** INFORMATION follows **

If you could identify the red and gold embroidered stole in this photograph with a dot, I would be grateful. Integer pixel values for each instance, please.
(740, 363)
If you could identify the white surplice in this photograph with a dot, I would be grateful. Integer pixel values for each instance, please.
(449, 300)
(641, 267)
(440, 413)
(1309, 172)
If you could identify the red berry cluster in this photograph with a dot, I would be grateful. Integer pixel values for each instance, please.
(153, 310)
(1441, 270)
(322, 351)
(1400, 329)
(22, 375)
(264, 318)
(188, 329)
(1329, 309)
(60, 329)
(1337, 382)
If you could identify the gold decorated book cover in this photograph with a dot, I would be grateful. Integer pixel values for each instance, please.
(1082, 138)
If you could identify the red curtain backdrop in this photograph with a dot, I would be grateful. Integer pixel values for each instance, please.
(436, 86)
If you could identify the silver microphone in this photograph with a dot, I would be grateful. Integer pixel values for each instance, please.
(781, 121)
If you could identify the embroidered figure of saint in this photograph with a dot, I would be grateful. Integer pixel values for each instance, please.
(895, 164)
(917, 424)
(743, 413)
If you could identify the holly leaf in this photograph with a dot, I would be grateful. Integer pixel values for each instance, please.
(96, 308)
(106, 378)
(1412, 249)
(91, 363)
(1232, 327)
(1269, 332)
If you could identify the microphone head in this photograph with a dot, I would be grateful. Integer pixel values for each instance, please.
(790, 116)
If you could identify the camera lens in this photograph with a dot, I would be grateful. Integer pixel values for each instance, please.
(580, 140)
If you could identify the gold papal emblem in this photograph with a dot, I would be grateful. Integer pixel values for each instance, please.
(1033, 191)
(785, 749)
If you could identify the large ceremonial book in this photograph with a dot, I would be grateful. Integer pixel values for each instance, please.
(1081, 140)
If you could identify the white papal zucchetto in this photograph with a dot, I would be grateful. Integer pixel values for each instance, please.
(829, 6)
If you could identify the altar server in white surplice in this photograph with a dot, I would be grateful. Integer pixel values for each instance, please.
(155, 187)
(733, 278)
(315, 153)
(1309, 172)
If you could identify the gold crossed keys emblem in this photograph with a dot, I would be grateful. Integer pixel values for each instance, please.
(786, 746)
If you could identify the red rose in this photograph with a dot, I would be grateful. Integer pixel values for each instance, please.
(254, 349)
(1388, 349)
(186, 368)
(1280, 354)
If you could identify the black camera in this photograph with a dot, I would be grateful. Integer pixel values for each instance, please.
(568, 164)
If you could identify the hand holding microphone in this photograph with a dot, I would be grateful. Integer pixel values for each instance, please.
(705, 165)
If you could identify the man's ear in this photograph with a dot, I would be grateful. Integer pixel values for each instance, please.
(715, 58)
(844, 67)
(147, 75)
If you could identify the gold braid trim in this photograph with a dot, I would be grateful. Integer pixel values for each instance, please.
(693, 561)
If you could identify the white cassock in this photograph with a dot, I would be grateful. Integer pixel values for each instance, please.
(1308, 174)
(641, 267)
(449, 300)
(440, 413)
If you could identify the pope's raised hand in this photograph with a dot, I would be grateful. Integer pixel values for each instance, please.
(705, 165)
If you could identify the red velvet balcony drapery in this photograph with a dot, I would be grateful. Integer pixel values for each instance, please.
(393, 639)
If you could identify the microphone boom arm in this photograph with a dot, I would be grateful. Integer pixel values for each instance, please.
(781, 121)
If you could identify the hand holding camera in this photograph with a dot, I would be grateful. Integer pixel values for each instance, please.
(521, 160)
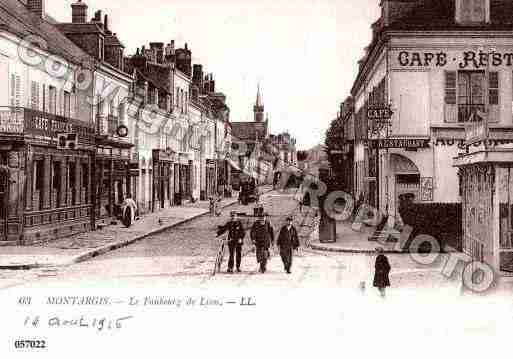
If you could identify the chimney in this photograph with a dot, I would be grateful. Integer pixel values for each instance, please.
(36, 7)
(170, 52)
(106, 24)
(98, 18)
(79, 12)
(197, 74)
(158, 51)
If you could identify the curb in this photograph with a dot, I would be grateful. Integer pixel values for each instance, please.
(112, 246)
(107, 248)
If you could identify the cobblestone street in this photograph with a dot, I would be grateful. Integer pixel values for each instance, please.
(184, 256)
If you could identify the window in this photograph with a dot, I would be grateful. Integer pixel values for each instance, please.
(85, 181)
(34, 95)
(72, 183)
(39, 167)
(101, 48)
(52, 99)
(473, 11)
(67, 104)
(56, 183)
(15, 90)
(465, 96)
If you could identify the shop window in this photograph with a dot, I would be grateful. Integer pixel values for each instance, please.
(52, 100)
(466, 96)
(473, 11)
(67, 104)
(34, 95)
(72, 181)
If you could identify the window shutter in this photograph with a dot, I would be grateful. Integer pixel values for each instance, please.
(451, 108)
(13, 90)
(34, 95)
(493, 96)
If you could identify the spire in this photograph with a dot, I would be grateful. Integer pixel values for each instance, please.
(259, 102)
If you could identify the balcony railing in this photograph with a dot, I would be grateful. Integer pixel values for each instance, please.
(21, 121)
(466, 111)
(112, 124)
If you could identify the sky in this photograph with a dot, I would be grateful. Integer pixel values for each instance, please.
(303, 53)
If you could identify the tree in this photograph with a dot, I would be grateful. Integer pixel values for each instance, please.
(302, 156)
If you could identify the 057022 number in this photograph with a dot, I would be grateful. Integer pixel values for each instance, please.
(29, 344)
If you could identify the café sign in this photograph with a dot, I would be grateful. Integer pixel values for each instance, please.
(400, 142)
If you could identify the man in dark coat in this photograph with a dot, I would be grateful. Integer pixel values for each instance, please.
(382, 270)
(262, 236)
(288, 241)
(236, 235)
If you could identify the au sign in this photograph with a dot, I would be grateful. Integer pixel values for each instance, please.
(463, 60)
(379, 113)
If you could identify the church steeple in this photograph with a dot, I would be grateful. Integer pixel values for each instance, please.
(258, 109)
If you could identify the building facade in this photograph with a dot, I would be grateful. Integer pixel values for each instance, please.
(438, 65)
(115, 164)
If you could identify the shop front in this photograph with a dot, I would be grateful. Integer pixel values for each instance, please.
(114, 178)
(163, 178)
(487, 186)
(210, 169)
(45, 176)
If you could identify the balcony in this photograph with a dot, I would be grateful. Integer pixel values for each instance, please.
(19, 121)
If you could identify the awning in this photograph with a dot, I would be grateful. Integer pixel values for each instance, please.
(233, 164)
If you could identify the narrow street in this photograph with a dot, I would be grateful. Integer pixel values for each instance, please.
(184, 256)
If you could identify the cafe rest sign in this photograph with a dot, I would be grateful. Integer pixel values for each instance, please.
(454, 59)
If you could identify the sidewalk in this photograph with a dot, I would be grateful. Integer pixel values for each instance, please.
(83, 246)
(351, 241)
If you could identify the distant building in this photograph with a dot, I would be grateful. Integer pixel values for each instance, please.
(252, 138)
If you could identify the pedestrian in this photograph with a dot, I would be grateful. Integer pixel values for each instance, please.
(288, 241)
(129, 210)
(236, 235)
(261, 237)
(382, 270)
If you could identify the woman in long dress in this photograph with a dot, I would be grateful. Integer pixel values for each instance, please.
(382, 270)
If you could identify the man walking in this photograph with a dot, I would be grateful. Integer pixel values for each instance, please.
(381, 272)
(236, 235)
(262, 236)
(288, 241)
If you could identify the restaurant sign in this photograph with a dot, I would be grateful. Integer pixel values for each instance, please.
(400, 142)
(476, 132)
(469, 59)
(11, 121)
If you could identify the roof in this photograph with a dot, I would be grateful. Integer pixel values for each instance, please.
(17, 19)
(249, 130)
(437, 15)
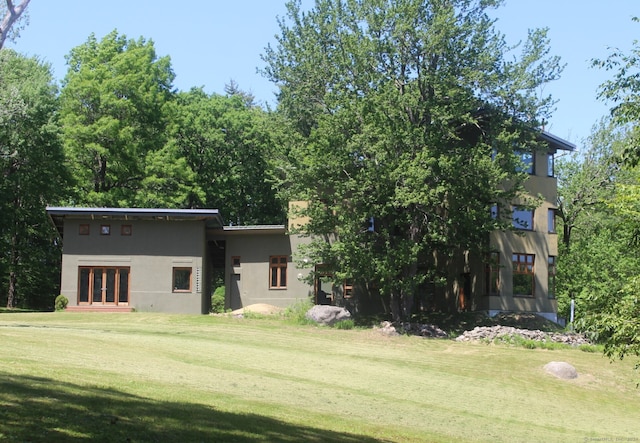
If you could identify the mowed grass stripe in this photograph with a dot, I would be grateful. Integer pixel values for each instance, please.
(402, 388)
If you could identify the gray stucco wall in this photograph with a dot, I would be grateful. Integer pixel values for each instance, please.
(152, 250)
(249, 283)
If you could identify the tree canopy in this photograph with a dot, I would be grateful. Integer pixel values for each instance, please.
(409, 113)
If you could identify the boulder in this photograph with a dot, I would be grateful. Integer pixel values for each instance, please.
(327, 315)
(561, 370)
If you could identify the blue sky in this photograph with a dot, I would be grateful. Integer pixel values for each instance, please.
(211, 42)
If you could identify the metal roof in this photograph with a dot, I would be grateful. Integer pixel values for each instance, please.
(57, 214)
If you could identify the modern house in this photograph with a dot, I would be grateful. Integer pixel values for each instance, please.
(169, 260)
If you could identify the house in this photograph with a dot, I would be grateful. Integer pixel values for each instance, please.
(166, 260)
(170, 260)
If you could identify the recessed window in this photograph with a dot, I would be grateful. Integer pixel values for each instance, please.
(522, 218)
(278, 271)
(552, 277)
(523, 275)
(527, 163)
(551, 216)
(181, 279)
(492, 274)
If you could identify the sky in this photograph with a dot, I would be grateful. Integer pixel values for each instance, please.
(212, 42)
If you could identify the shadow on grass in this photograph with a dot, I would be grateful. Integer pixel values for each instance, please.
(39, 409)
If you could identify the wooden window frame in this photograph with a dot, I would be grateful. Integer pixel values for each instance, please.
(524, 264)
(492, 273)
(519, 224)
(173, 279)
(278, 271)
(117, 285)
(552, 263)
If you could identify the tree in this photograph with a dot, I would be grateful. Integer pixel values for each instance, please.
(32, 174)
(113, 111)
(226, 142)
(402, 105)
(11, 15)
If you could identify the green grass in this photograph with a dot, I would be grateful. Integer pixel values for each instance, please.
(152, 377)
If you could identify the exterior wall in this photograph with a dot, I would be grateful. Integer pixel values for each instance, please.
(152, 250)
(249, 283)
(538, 241)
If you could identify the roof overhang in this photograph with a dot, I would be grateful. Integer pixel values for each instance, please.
(211, 217)
(556, 142)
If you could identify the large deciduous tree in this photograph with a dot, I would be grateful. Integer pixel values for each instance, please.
(226, 142)
(411, 112)
(113, 114)
(32, 175)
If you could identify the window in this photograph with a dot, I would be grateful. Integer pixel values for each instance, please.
(522, 218)
(181, 279)
(492, 274)
(523, 275)
(551, 217)
(527, 162)
(552, 277)
(494, 211)
(103, 285)
(278, 271)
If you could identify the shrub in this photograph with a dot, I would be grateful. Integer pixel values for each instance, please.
(295, 313)
(217, 300)
(61, 303)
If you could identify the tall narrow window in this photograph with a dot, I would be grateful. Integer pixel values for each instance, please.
(181, 279)
(492, 274)
(104, 286)
(552, 221)
(278, 271)
(552, 277)
(522, 218)
(523, 275)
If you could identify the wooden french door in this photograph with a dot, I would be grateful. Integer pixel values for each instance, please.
(103, 285)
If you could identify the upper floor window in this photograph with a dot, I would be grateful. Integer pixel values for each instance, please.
(522, 218)
(551, 172)
(527, 160)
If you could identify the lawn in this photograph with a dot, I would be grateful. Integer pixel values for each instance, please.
(167, 378)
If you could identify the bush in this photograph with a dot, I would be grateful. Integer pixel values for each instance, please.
(61, 303)
(295, 313)
(217, 300)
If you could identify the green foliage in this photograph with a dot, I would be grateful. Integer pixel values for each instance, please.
(218, 300)
(61, 303)
(113, 113)
(296, 312)
(399, 107)
(32, 174)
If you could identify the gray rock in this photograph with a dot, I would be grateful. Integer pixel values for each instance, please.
(561, 370)
(327, 315)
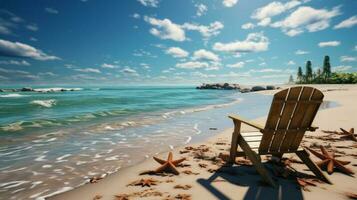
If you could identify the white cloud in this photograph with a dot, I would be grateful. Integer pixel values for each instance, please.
(4, 30)
(149, 3)
(51, 10)
(235, 75)
(329, 44)
(109, 66)
(236, 65)
(348, 23)
(177, 52)
(265, 70)
(301, 52)
(15, 62)
(255, 42)
(202, 75)
(201, 9)
(341, 68)
(291, 62)
(135, 16)
(18, 49)
(212, 29)
(306, 18)
(192, 65)
(165, 29)
(47, 74)
(203, 54)
(264, 22)
(129, 71)
(32, 27)
(348, 59)
(88, 70)
(145, 65)
(229, 3)
(248, 26)
(264, 14)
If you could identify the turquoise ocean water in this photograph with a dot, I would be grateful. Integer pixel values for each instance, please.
(53, 142)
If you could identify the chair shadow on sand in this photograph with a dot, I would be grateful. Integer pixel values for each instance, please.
(246, 176)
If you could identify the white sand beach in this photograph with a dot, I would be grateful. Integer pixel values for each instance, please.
(199, 178)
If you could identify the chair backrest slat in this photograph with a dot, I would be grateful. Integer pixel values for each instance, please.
(289, 106)
(308, 118)
(296, 120)
(273, 119)
(291, 113)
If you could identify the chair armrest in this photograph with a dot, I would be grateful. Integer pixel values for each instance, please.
(252, 124)
(312, 128)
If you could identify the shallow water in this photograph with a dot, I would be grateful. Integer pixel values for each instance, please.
(55, 148)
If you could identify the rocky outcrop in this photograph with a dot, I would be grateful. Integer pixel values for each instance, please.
(44, 90)
(26, 89)
(219, 86)
(258, 88)
(227, 86)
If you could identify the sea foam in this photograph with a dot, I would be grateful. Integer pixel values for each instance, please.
(12, 95)
(45, 103)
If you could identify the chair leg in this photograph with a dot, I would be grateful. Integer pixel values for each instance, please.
(234, 142)
(305, 157)
(256, 161)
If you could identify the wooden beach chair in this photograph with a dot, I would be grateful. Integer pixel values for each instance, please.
(291, 114)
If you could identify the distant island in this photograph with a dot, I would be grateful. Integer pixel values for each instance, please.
(234, 86)
(323, 76)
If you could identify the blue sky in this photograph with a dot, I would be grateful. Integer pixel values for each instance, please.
(150, 42)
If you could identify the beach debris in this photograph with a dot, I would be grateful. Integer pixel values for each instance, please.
(328, 131)
(211, 170)
(350, 135)
(243, 161)
(288, 161)
(97, 197)
(329, 162)
(304, 182)
(189, 148)
(121, 197)
(170, 181)
(95, 179)
(221, 143)
(202, 165)
(168, 165)
(184, 151)
(149, 193)
(219, 180)
(144, 182)
(183, 196)
(351, 195)
(189, 172)
(183, 165)
(183, 187)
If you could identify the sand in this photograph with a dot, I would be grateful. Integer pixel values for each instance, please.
(240, 181)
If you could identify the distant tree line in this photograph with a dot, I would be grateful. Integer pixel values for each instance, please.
(324, 75)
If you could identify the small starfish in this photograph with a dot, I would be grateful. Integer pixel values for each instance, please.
(145, 182)
(329, 161)
(349, 134)
(183, 196)
(122, 197)
(168, 165)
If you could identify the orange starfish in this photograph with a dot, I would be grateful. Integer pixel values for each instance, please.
(168, 165)
(145, 182)
(349, 134)
(329, 161)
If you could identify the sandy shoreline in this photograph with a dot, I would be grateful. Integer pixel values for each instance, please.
(243, 182)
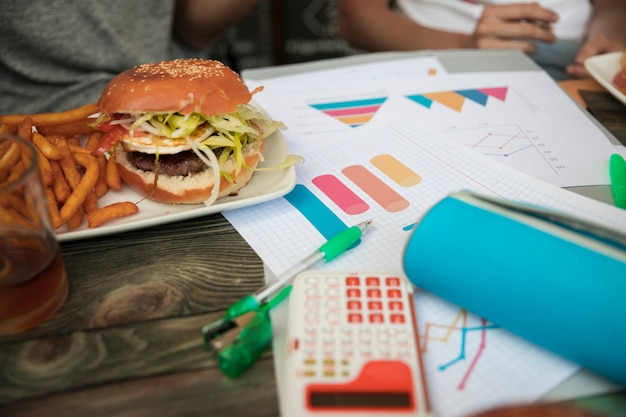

** End of INFORMATION **

Exactly the lines from the one containing "If you could identify the sandy" through the last line of the material above, both included and free of pictures, should make up your answer, please.

If you could identify the sandy shoreline in this photograph with a dot, I would be grateful. Integer pixel values for each instance, please.
(243, 182)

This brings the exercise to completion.